• What needs to be done: Can you extend the blog post below on working as a consultant rather than a freelancer, picking up right after its last sentence?

• Reading passage:
—————

How to be WWW (Wonder Woman at Work)

SNOBBY? Yes, sometimes, but mostly, when I work, I really work, as evident from this screenshot from a televised Asia-Pacific Economic Conference presser in 2015.

I vowed to have a new blog post every Monday.

The past three weeks though were chaotic. And all for the good reasons. That my blogging is not on schedule.

Yours truly is working with three clients at the moment for four projects (I have two projects with one client).

The following are my current roles:

  • I am media consultant for a  universal bank’s corporate responsibility initiatives in the country
  • I am also consulting editor for a multinational professional services firm’s foreign-funded project in the Philippines
  • I am project / manager and executive editor for a book project of one of the country’s fast rising entrepreneurs
  • I am communications consultant for personal branding and social media management of that same entrepreneur

I am very thankful for the trust of these clients. My years of work as a business editor was the main reason why I have these opportunities now (for one, I applied for the consulting editor position and my editorial experience proved valuable for the role).

Networking also proves valuable. (I got the book project and the communications job through my former columnist, who happens to be a friend of this entrepreneur. And I would not know about it if I did not show up in this columnist’s event where my Italian friend’s company is one of the major sponsors. And the Italian invited me to be there. I e-introduced the columnist and the Italian early this year.)

My social media presence also helped me to stay in touch with my connections even if I have been out of the media job for four months now. I got the bank project because one of its officials reached out to me via LinkedIn, and asked me if I would be interested (and approvals needed to be secured for this to happen).

Thus as their consultant, I see to it to be on top of their needs. They have different needs that require my expertise. A balancing act on my part indeed.

Consultant vs Freelancer

First, the definitions.

When I was younger and starting to make a name as a business journalist / editor, I was freelancing (of course, with knowledge of my bosses then from my full-time jobs), mainly working on a story or press release basis, until the next similar assignment comes along. These are mostly non-competing with my companies or not similar with what I was doing as a full-time writer / editor.

But over the years, I have accumulated experience across media (from print to online); branding, corporate communications, marketing, sales support (through IBM); social media management (through and I, with help of course, learned what works and what not. I have learned to identify what a client needs versus his / her wants in line with his / her communication requirements.

And such, in a nutshell, makes me now qualified as a consultant because the clients look for detailed guidance on a particular area, which I may have the expertise they need. The projects are more extensive and there could be “mini-projects” within these projects. And a consultancy could be long-term  or an ongoing commitment, again, depending on the client’s need. In some cases, a consultancy could lead to a more permanent employment.

—————

• Extracted entries:
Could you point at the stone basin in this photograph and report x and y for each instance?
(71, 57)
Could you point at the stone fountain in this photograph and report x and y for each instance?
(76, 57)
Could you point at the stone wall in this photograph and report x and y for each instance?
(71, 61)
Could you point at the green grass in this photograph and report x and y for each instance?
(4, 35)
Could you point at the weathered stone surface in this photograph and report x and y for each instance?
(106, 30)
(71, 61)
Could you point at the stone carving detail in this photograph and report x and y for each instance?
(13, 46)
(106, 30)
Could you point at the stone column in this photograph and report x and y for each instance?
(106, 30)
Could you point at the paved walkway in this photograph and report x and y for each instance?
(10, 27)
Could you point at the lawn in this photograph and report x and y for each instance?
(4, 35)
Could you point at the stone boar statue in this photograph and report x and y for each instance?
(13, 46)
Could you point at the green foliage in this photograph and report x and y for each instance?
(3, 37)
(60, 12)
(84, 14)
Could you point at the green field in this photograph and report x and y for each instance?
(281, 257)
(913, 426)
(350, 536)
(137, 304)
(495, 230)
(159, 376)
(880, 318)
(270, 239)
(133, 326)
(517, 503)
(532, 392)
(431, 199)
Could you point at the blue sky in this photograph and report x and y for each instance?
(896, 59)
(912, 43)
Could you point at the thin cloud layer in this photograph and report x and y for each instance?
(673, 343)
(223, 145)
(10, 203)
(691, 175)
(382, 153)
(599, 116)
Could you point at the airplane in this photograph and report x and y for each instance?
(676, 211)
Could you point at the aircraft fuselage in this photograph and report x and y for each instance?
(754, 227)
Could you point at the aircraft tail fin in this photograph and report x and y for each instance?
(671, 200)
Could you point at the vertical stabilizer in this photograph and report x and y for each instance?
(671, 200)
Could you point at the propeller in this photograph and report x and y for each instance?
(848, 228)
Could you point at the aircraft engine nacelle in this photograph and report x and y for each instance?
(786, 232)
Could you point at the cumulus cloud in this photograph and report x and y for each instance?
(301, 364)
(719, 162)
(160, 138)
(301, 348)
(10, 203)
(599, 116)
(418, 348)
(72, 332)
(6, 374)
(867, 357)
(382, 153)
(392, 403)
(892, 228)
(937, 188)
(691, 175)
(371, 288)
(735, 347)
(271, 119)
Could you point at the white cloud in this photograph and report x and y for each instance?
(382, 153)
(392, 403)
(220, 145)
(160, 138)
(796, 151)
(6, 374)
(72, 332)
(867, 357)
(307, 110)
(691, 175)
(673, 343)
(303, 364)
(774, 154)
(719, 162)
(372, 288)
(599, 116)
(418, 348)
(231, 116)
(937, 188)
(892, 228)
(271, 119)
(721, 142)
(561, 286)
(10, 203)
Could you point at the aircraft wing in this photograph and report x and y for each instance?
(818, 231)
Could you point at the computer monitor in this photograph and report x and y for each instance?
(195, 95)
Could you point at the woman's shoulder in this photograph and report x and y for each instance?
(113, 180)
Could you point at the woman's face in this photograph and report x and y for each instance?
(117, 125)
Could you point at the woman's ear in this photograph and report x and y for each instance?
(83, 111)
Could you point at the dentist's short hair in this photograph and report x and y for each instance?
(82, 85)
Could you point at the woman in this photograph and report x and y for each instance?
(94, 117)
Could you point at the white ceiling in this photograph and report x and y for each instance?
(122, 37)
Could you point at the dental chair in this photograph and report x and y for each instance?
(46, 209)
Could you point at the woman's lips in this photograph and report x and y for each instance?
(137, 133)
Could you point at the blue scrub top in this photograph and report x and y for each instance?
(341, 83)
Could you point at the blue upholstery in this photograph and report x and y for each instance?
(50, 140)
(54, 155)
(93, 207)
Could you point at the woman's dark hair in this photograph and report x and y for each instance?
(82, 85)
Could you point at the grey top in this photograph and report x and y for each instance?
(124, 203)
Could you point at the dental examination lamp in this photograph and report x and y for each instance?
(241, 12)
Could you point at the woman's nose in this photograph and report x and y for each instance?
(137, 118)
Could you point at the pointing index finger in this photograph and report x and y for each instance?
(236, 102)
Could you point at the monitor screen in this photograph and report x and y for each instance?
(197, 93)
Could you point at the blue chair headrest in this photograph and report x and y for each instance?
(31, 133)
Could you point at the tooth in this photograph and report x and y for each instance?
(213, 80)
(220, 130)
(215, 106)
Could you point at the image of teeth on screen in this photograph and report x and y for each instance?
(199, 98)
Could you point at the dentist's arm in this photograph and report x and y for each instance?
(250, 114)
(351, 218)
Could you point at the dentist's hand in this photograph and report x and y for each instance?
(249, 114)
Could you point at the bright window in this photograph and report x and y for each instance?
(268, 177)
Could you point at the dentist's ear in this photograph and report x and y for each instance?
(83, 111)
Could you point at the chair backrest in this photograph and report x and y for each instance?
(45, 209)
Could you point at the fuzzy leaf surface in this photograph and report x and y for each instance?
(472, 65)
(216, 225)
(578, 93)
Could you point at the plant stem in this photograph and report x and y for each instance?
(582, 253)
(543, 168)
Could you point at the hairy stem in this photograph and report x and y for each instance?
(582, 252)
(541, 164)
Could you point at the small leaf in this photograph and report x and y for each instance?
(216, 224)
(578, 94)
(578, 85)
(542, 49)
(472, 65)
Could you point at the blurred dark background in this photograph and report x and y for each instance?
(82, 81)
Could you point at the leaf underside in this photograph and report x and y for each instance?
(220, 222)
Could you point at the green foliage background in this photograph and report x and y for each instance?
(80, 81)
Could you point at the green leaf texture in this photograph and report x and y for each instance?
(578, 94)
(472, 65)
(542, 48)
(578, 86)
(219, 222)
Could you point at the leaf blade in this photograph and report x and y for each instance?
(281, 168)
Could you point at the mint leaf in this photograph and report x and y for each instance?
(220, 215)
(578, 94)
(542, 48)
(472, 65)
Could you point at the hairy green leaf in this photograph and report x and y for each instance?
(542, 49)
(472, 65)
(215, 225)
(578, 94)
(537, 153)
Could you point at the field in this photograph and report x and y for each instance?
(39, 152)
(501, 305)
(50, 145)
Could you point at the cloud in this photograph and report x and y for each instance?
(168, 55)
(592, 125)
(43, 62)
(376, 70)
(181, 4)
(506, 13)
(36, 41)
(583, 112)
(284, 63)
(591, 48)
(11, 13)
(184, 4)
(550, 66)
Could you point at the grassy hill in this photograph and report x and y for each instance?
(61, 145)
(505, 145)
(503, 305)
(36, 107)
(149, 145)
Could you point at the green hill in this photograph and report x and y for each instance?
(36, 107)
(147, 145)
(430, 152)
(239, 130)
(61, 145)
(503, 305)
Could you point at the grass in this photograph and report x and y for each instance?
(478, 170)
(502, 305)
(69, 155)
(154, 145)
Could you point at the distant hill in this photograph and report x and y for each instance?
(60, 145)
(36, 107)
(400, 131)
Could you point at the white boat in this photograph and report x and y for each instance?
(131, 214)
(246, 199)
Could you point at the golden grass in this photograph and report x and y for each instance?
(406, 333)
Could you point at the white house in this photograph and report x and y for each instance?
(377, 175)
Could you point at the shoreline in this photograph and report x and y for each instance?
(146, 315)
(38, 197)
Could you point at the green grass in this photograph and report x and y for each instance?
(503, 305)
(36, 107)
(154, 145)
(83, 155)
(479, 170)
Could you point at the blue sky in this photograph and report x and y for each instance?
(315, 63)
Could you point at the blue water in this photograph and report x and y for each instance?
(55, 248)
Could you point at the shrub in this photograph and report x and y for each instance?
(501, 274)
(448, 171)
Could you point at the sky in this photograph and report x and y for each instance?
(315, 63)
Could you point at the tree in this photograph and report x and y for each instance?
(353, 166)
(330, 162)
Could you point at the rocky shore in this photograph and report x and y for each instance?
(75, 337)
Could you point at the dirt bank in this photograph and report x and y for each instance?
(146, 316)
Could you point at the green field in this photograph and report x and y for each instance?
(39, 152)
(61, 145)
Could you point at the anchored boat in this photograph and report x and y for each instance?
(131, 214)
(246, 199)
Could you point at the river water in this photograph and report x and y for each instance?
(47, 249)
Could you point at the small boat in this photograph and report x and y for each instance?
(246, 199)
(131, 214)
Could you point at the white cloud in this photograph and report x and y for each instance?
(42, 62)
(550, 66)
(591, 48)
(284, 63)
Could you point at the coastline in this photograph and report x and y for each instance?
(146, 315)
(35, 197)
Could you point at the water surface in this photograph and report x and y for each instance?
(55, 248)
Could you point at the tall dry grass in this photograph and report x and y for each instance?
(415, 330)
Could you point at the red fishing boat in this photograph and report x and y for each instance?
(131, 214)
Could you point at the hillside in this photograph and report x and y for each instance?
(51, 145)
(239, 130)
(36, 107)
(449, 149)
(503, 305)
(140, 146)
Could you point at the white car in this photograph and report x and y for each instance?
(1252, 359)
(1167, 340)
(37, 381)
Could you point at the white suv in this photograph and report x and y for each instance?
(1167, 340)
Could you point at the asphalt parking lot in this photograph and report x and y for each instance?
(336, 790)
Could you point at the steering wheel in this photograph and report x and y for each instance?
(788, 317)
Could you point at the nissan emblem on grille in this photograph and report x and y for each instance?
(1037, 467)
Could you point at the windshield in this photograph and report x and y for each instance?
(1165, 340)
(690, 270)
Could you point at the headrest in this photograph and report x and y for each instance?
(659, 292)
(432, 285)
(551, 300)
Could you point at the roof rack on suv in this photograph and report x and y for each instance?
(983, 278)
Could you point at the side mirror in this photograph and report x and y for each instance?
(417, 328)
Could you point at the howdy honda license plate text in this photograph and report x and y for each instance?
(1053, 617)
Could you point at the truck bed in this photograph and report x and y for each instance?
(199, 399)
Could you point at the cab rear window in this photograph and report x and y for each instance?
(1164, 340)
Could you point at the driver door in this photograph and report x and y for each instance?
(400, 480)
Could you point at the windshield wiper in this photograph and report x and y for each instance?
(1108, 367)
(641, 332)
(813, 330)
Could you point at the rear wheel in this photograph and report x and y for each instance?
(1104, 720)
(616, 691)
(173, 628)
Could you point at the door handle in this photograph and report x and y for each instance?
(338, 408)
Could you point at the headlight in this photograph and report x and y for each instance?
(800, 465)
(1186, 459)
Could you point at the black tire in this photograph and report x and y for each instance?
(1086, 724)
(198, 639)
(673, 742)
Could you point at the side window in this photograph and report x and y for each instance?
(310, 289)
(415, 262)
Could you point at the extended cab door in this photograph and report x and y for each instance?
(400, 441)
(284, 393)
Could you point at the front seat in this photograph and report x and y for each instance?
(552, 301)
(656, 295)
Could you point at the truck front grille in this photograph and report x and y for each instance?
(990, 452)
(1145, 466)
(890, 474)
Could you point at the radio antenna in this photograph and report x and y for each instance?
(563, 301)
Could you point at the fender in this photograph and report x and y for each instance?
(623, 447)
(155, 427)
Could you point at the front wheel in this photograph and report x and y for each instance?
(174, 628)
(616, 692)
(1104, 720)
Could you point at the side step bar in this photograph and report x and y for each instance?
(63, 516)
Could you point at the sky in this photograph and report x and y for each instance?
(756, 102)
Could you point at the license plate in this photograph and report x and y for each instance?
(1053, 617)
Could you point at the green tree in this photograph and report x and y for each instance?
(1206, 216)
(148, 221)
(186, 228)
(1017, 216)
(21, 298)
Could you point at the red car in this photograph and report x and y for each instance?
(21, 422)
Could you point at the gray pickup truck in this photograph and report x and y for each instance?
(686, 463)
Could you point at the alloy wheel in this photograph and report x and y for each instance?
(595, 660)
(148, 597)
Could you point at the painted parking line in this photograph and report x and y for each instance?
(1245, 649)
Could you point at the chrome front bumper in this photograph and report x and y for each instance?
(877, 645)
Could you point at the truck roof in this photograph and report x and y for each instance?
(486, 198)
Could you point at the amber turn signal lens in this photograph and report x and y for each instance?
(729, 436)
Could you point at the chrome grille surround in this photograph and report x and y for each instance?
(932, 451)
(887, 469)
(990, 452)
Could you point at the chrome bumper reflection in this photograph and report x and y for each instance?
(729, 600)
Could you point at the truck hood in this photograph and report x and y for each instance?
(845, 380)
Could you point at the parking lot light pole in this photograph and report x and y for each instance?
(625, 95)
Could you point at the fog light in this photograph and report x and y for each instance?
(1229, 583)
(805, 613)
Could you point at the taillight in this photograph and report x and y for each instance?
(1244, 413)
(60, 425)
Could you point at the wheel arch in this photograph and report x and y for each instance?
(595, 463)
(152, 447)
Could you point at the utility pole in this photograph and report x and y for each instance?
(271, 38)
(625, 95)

—————

• Exercise output:
Balancing act

Now, how do I attend to all the requirements of my clients? These three are my basics:

Be honest

They know that I am looking for something temporary where I can contribute my expertise, as I am still looking forward to return to a more regular corporate, executive-level job. They know as well that they are not my only client. As a personal rule and out of decency of course, I do not take in a client that has a similar or competing interest with my current clients.


At the onset of a new week, I start a weekly email thread with each of my clients (except for one which has no need for this). I detail in the thread what are the pending tasks on my end from the previous week; follow up on tasks or deliverables from their end.

I also inform them as well what is my schedule for the week (there are clients who are quick to set a meeting with me, and the likes). Thus, the remaining client/s, unfortunately or not for them, have to do with whatever schedule I am free.

If they need to get in touch with me urgently, I also advise them of my soonest available time to take their call (as on most days, I am in meetings and traveling from one client office to another).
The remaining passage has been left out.